§ **Information given**
----------

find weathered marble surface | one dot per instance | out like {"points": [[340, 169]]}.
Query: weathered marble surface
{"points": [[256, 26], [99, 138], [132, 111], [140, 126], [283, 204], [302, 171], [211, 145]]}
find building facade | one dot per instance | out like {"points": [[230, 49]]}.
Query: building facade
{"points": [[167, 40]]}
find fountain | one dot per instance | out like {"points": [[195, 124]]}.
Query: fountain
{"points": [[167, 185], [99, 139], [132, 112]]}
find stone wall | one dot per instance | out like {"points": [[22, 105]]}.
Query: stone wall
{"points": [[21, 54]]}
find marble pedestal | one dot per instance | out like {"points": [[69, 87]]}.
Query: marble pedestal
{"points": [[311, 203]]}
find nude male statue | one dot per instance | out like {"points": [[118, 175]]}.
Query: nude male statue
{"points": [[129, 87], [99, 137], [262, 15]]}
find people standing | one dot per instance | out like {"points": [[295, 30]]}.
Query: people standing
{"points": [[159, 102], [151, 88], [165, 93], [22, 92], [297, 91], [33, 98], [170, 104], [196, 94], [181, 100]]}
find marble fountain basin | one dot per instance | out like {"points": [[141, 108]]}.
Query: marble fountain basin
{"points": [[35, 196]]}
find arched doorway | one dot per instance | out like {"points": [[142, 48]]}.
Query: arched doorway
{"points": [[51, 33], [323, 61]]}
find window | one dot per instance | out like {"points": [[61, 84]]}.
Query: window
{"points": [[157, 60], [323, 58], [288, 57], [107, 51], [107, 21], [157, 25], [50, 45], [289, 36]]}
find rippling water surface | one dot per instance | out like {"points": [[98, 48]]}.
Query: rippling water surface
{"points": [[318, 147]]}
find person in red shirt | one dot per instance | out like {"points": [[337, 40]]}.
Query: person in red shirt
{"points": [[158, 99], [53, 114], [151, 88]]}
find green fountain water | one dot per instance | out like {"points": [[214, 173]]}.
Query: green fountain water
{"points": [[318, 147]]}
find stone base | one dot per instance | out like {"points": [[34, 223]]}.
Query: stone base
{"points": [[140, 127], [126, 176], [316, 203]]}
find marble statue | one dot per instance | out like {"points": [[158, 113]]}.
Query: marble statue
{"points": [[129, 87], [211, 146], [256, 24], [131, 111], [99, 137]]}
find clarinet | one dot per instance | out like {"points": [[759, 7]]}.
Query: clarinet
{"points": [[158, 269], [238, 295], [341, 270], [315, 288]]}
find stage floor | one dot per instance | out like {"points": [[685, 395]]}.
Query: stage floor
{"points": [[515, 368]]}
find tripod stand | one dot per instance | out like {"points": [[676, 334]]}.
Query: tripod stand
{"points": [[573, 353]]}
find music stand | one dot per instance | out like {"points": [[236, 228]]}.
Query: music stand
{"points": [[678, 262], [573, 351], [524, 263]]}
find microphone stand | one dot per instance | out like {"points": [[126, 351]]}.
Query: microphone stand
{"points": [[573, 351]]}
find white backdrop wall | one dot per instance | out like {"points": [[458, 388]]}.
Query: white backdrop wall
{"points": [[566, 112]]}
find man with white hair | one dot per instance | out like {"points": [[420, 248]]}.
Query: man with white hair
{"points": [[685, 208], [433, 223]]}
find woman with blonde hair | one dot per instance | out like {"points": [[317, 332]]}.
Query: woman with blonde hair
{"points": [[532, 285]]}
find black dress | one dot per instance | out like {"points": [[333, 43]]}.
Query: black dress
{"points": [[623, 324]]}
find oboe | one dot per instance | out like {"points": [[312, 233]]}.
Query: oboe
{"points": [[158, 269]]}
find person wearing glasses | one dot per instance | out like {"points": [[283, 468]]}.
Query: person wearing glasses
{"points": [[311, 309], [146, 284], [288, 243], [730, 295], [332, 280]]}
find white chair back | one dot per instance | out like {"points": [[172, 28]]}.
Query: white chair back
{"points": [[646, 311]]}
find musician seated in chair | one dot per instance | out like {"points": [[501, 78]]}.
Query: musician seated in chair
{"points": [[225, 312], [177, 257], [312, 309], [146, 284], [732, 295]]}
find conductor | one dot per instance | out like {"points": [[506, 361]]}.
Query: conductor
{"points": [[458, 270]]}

----------

Reproduce every entry shown above, precisely as it stands.

find weathered marble surface | one dot per instance | out like {"points": [[340, 169]]}.
Query: weathered marble surface
{"points": [[256, 26], [99, 138], [132, 111], [140, 126], [283, 204], [302, 171], [211, 145]]}
find building facade | one dot per instance | out like {"points": [[230, 49]]}.
Query: building facade
{"points": [[167, 40]]}
find fountain | one dot per instance | out like {"points": [[195, 124]]}.
Query: fountain
{"points": [[167, 185], [99, 139], [132, 112]]}
find stone wall | one dot per instance | out like {"points": [[22, 105]]}.
Query: stone wall
{"points": [[21, 54]]}
find marble pedestal | one dot per instance | out like {"points": [[69, 87]]}.
Query: marble pedestal
{"points": [[311, 203]]}
find nude male statue | one dot per instance | out like {"points": [[118, 175]]}.
Query: nude male statue
{"points": [[129, 87], [99, 137], [262, 15]]}
find people standing | one dot per instance | out like {"points": [[295, 30]]}.
Query: people standing
{"points": [[159, 102], [151, 88], [165, 93], [22, 92], [297, 91], [33, 98], [170, 104], [196, 94], [181, 100]]}
find marble fountain basin | one dot per instance | out like {"points": [[141, 108]]}.
Query: marble fountain basin
{"points": [[35, 196]]}
find arched doorway | one dot per instance | out like {"points": [[142, 48]]}.
Query: arched doorway
{"points": [[51, 33], [323, 61]]}
find window | one dot per instance | out like {"points": [[61, 84]]}.
Query: window
{"points": [[157, 60], [323, 58], [288, 57], [107, 51], [107, 21], [157, 25], [50, 45], [289, 36]]}
find rippling water surface | one dot per instance | out like {"points": [[98, 48]]}.
Query: rippling water surface
{"points": [[318, 147]]}
find person in red shirt | one dot per instance | out like {"points": [[337, 40]]}.
Query: person in red shirt
{"points": [[158, 99], [53, 114], [151, 88]]}
find green fountain water | one dot per instance | out like {"points": [[214, 173]]}.
Query: green fountain water
{"points": [[318, 147]]}
find stone base | one dot per instance | out like {"points": [[34, 223]]}.
Query: stone base
{"points": [[140, 127], [126, 176], [316, 203]]}
find marble statue | one dot per instance | out like {"points": [[158, 113]]}.
Query: marble statue
{"points": [[129, 87], [211, 146], [256, 24], [131, 111], [99, 137]]}
find clarinet | one dot per instance | out like {"points": [[759, 7]]}.
Query: clarinet
{"points": [[158, 269], [238, 295], [341, 270], [315, 288]]}
find stage floor | one dot per instance | out like {"points": [[685, 395]]}.
Query: stage floor
{"points": [[515, 368]]}
find tripod stand | one dot per instance | out like {"points": [[676, 334]]}.
Query: tripod stand
{"points": [[573, 353]]}
find music stand | one dot per instance | out like {"points": [[236, 228]]}.
Query: music stand
{"points": [[678, 262], [573, 351], [524, 263]]}
find microphone stand | one dot per instance | out like {"points": [[126, 351]]}.
Query: microphone stand
{"points": [[573, 351]]}
find white backdrop wall | one dot per instance | out like {"points": [[458, 388]]}.
Query: white backdrop wall
{"points": [[566, 112]]}
find man with white hair | one dot per instance | out like {"points": [[420, 248]]}.
Query: man with white hair
{"points": [[685, 208], [433, 223]]}
find woman with blonde hair | one dot per instance | out like {"points": [[317, 332]]}.
Query: woman with blonde hair
{"points": [[532, 285]]}
find black dress | one dot per instance | out like {"points": [[333, 43]]}.
Query: black dress
{"points": [[623, 324]]}
find oboe | one dot per instance | out like {"points": [[312, 233]]}.
Query: oboe
{"points": [[158, 269]]}
find person wearing glasses | one dot per instance | out like {"points": [[283, 468]]}.
Query: person wearing glasses
{"points": [[311, 309], [146, 284], [288, 243], [730, 295], [332, 280]]}
find white chair back | one dot per instance | out like {"points": [[172, 28]]}.
Query: white chair back
{"points": [[646, 311]]}
find musician seated in chair | one dot per instance | out like {"points": [[501, 78]]}.
Query: musician seated in chair
{"points": [[225, 312], [177, 257], [312, 309], [146, 284], [732, 295]]}
find conductor | one dot per instance | out like {"points": [[506, 361]]}.
Query: conductor
{"points": [[458, 270]]}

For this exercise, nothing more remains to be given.